Copy exactly the lines of the data below that run from the line holding "box: [0, 262, 27, 292]" through the line holding "positive clicks: (176, 139)", both ends included.

** Opening Data extract block **

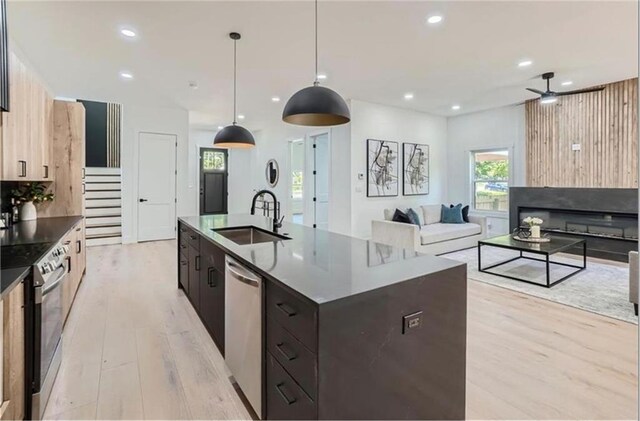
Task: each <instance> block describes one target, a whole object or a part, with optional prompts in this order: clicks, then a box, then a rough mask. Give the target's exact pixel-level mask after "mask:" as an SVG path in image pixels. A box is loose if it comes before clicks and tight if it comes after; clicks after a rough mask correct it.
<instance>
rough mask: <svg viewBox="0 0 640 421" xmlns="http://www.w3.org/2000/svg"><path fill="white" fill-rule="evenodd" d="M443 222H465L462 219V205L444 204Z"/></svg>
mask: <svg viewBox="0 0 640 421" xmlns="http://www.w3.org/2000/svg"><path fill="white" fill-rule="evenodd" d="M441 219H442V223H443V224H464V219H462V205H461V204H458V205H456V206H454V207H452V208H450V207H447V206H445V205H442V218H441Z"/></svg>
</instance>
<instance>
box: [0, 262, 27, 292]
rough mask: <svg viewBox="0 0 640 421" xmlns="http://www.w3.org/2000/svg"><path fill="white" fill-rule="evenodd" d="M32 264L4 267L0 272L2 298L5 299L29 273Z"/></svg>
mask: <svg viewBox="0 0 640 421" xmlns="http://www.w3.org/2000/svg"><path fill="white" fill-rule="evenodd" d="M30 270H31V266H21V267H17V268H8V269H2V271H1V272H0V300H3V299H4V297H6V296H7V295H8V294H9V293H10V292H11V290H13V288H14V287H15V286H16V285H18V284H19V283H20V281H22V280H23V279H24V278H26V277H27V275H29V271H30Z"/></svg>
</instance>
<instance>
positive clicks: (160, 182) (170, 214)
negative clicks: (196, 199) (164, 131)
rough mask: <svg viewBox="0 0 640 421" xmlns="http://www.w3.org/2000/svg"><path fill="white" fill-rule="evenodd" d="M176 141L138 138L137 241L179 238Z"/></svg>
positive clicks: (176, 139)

** Closing Data extract block **
** Opening Data extract block **

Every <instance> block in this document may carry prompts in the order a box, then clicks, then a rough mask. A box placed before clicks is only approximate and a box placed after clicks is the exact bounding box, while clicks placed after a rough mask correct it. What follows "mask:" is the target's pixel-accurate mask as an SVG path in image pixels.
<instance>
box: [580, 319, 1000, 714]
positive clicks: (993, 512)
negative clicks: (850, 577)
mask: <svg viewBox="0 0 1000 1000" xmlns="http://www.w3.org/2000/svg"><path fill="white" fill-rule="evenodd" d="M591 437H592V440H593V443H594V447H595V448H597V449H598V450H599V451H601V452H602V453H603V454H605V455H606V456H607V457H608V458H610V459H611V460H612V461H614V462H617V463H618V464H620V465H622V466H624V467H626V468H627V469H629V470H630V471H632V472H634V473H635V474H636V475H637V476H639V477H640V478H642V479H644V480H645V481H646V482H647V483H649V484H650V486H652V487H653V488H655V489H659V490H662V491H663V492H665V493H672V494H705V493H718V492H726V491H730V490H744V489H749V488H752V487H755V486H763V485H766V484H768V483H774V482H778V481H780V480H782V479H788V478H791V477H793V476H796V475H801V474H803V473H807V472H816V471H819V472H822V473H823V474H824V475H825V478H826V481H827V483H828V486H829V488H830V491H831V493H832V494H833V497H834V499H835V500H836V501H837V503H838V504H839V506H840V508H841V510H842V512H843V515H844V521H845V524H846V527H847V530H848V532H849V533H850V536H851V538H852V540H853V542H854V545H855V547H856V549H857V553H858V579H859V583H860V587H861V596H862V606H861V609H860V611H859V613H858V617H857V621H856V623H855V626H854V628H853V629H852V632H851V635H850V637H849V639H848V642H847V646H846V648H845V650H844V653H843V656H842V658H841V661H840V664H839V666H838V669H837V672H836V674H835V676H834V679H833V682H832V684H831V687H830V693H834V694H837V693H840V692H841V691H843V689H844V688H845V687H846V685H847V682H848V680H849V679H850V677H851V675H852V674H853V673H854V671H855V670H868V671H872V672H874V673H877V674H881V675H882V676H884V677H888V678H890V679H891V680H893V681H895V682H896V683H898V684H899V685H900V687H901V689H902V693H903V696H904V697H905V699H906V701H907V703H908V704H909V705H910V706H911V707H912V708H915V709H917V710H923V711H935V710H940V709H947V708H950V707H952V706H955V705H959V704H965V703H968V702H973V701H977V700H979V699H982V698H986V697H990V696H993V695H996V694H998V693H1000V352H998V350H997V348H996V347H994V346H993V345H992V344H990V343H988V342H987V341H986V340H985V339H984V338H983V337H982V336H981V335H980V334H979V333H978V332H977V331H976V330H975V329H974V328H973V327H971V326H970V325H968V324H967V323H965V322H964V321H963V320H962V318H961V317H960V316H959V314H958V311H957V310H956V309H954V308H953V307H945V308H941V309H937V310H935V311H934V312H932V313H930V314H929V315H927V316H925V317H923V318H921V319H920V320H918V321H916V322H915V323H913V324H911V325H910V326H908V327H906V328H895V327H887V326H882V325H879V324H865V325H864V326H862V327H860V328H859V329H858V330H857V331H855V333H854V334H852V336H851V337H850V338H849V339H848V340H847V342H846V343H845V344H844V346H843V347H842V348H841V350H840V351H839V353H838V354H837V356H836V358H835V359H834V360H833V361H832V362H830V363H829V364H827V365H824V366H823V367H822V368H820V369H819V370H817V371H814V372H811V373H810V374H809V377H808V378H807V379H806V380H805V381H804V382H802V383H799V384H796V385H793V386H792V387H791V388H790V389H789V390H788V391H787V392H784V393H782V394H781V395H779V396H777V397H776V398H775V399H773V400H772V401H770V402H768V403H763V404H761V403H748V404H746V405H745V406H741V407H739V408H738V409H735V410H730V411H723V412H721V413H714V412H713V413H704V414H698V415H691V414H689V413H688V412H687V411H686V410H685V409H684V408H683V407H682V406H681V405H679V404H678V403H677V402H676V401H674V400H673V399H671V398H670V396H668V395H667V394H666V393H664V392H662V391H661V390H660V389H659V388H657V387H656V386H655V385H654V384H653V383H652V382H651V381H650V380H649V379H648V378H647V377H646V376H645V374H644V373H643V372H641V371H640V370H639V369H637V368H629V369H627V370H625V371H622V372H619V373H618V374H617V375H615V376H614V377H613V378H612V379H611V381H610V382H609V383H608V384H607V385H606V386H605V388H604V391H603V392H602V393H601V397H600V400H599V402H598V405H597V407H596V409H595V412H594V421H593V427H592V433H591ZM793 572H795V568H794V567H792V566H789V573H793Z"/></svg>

** Closing Data extract block **
** Opening Data extract block **

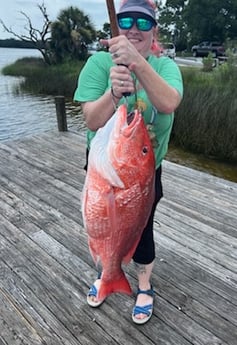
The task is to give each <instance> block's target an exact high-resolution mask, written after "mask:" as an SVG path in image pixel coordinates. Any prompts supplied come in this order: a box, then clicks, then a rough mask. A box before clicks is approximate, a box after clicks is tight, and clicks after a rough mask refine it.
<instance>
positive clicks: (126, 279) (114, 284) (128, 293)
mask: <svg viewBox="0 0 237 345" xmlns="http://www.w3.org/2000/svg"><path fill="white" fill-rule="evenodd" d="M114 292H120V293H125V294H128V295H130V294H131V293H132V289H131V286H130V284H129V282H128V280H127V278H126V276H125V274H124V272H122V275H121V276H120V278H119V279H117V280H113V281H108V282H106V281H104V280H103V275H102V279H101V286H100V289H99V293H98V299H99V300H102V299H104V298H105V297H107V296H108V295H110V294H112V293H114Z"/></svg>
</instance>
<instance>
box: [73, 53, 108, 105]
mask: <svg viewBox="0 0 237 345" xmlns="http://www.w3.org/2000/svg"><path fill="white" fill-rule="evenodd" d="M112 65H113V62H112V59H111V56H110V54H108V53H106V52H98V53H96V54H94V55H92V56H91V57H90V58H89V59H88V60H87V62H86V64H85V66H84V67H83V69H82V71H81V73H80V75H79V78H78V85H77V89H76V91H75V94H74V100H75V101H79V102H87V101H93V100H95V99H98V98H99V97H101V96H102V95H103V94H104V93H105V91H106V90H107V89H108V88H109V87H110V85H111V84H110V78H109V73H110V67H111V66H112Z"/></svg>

** Closing Data extract block **

Written response:
box: [0, 262, 27, 292]
rough mask: <svg viewBox="0 0 640 421" xmlns="http://www.w3.org/2000/svg"><path fill="white" fill-rule="evenodd" d="M32 264L4 267L0 272L2 298L5 299L29 273Z"/></svg>
mask: <svg viewBox="0 0 640 421" xmlns="http://www.w3.org/2000/svg"><path fill="white" fill-rule="evenodd" d="M30 270H31V266H21V267H17V268H8V269H2V271H1V272H0V300H3V299H4V297H6V296H7V295H8V294H9V293H10V292H11V290H13V288H14V287H15V286H16V285H18V284H19V283H20V281H22V280H23V279H24V278H26V277H27V275H29V271H30Z"/></svg>
</instance>
<instance>
positive clicks: (160, 182) (170, 214)
negative clicks: (196, 199) (164, 131)
rough mask: <svg viewBox="0 0 640 421" xmlns="http://www.w3.org/2000/svg"><path fill="white" fill-rule="evenodd" d="M176 141L138 138L137 241L179 238Z"/></svg>
positive clicks: (176, 139)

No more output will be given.